== ZADANIA DO WYKONANIA ==
1) Wyjaśnij w jednym do trzech zdań, dlaczego autor wpisu o motocyklu SMC 690 nie przejął się sekundą ciszy po naciśnięciu przycisku rozrusznika.
2) Dopisz dalszy ciąg wpisu o motocyklu SMC 690, zaczynając od miejsca, w którym się kończy.

====== WYBRANY FRAGMENT ======

Temat: Klapniety niezawodny SMC 690.
Siemanko, robilem u siebie regulacje zaworow i wymiana filtrow paliwa. Zlozylem moto odpalilem wszystko cacy ALE
jak odpalałem to przy naciśnięciu przycisku rozrusznika była cisza przez sekunde i trzymajac go dalej nagle zakręcił normalnie i odpalił(???)
Nie przejąłem się zbytnio, bo moto stoi od dwoch miechow na dworze pod pokrowcem i to jeszcze 50 metrow od brzegu morza (płacze po nocach) więc mowie sobie pewnie po prostu się lekko zastał.
Ale nastepnęgo dnia nadszedł czas latania a tu zonk nie pali z przycisku w ogole. Nie ma żadnego cykania klikania pukania od przekaźnika czy bezpiecznika.

====== UDOSTĘPNIONY MATERIAŁ ======

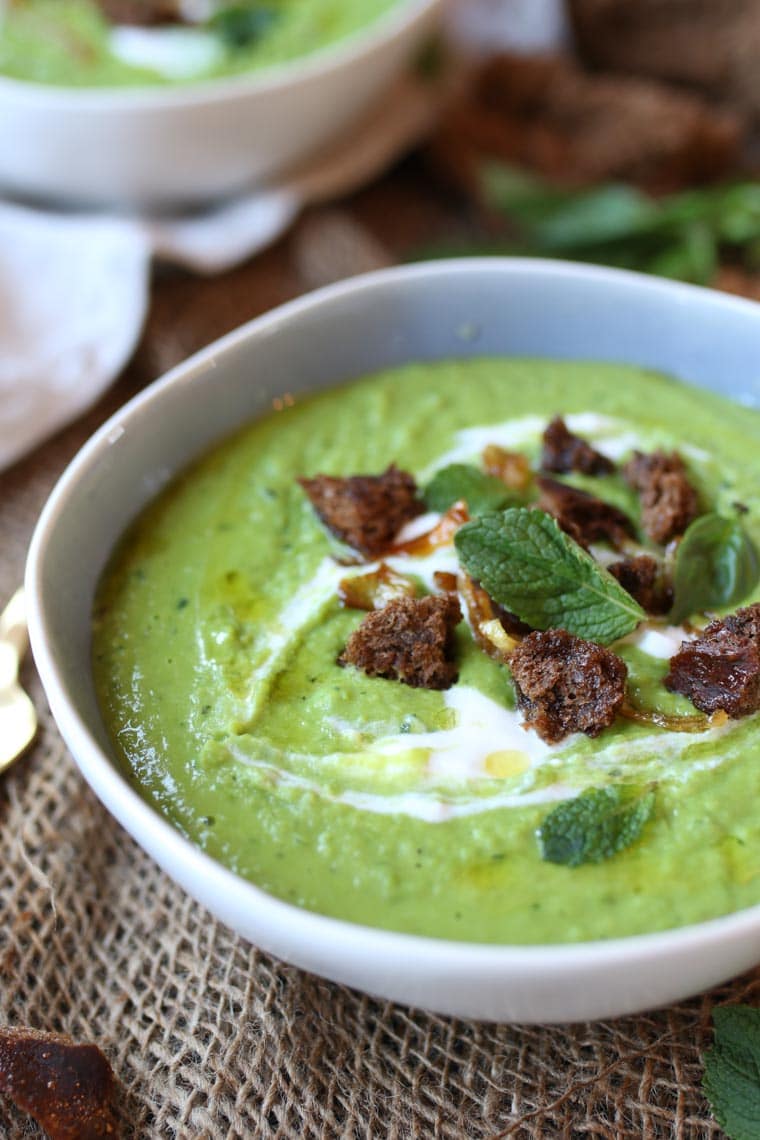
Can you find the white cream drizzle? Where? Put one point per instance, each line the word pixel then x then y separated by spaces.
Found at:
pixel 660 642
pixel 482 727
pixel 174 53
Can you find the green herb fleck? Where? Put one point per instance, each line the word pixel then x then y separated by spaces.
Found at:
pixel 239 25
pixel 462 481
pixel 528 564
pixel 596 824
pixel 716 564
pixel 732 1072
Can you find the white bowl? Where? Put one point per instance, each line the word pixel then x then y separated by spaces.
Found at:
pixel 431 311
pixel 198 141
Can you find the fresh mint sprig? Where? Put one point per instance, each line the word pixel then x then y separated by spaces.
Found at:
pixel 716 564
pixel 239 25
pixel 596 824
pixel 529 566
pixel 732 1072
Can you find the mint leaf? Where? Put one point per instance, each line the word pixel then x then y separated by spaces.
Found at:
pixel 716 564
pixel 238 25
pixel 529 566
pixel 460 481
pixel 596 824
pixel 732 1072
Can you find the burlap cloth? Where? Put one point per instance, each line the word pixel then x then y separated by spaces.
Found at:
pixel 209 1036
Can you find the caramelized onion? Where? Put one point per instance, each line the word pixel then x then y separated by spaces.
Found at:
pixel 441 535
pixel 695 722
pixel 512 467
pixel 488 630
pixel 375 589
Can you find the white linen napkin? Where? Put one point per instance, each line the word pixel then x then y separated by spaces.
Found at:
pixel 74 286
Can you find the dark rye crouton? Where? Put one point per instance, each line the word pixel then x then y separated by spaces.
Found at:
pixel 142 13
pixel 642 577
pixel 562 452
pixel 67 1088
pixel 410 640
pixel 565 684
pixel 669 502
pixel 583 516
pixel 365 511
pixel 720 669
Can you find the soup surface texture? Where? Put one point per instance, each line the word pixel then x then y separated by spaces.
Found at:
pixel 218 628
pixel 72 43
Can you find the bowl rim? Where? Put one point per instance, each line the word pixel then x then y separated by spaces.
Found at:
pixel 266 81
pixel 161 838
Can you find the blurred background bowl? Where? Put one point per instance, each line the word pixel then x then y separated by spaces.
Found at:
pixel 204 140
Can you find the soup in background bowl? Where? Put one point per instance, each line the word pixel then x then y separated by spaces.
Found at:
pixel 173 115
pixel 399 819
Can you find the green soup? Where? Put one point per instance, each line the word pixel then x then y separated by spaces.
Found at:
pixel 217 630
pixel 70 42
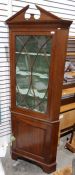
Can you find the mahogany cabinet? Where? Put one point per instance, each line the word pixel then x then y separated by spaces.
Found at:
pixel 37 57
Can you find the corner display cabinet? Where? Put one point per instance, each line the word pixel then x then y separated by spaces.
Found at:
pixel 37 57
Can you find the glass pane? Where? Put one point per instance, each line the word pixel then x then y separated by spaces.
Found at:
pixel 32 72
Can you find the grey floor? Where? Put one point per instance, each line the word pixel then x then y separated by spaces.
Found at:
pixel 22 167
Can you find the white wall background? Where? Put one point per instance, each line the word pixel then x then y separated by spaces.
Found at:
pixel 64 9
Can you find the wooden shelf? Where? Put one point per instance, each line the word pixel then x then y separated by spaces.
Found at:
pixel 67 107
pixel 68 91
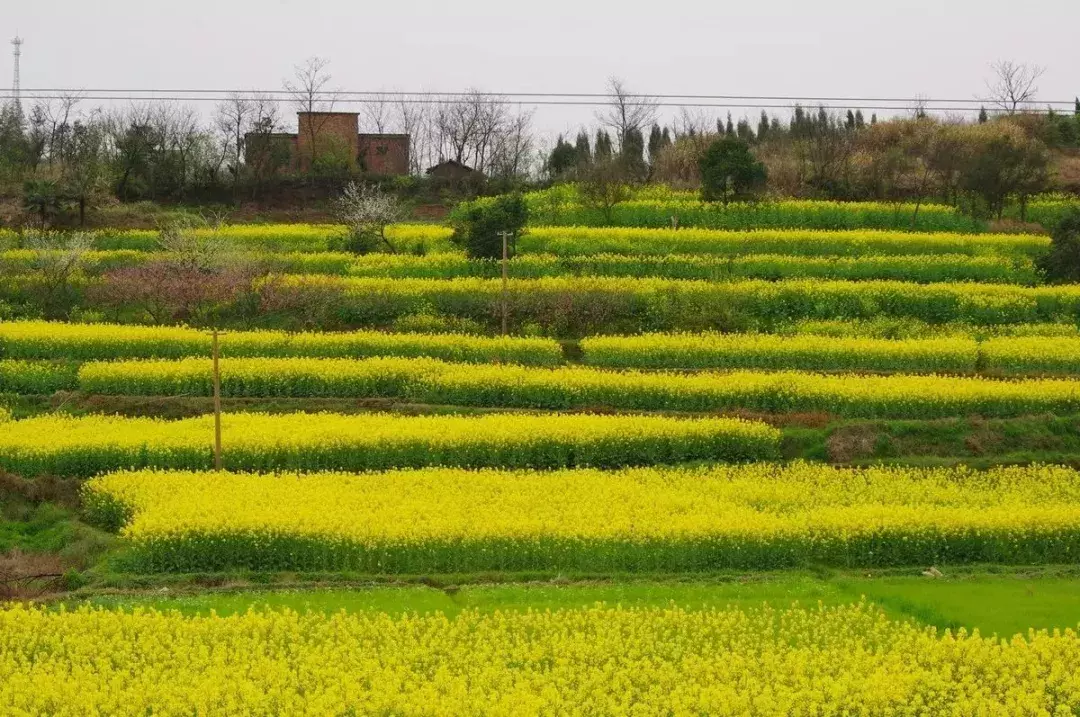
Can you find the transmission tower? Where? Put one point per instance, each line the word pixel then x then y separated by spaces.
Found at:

======

== ODPOWIEDZI DO ZADAŃ ==
1) Motocykl stał od dwóch miesięcy na dworze pod pokrowcem, 50 metrów od brzegu morza. Autor uznał więc, że po prostu lekko się zastał.

2)
Akumulator ma pare miechow dopiero poza tym wskazuje dobre wartośći + podładowałem go przez noc dla pewności.
Wymieniłem wszystkie bezpieczniki
Przekaźnik też nowy
Na kompie żadnych błędów nie ma + czujnik biegów i stopki działa prawidłowo na kompie (licznik odłączony więc nie zobacze kontrolki)
Żadnych odłączonych czy przetartych przewodów nie znalazłem.
Sam przycisk tez sprawdziłem mostkujac jego dwa kable i też zero reakcji.
Mostkujac dwa kable od przekaznika czyli plusowy i do rozrusznika kręci i odpala jak złoto. Mądre głowy na Global 690 pogaszone po tym jak każdy pisał starter relay albo battery.
Pokierowalibyście mnie może gdzie podziałać multimetrem żeby ewentualnie wykazać przyczynę? (z elektryka u mnie coś dzwoni ale nie zawsze w dobrym kościele)
Czy słaba masa mogłaby coś takiego powodować mimo tego, że po spięciu kabli razem pali od razu?
Każda pomoc przydatna, dzięki!
MT09 - sercem nadal w supermoto!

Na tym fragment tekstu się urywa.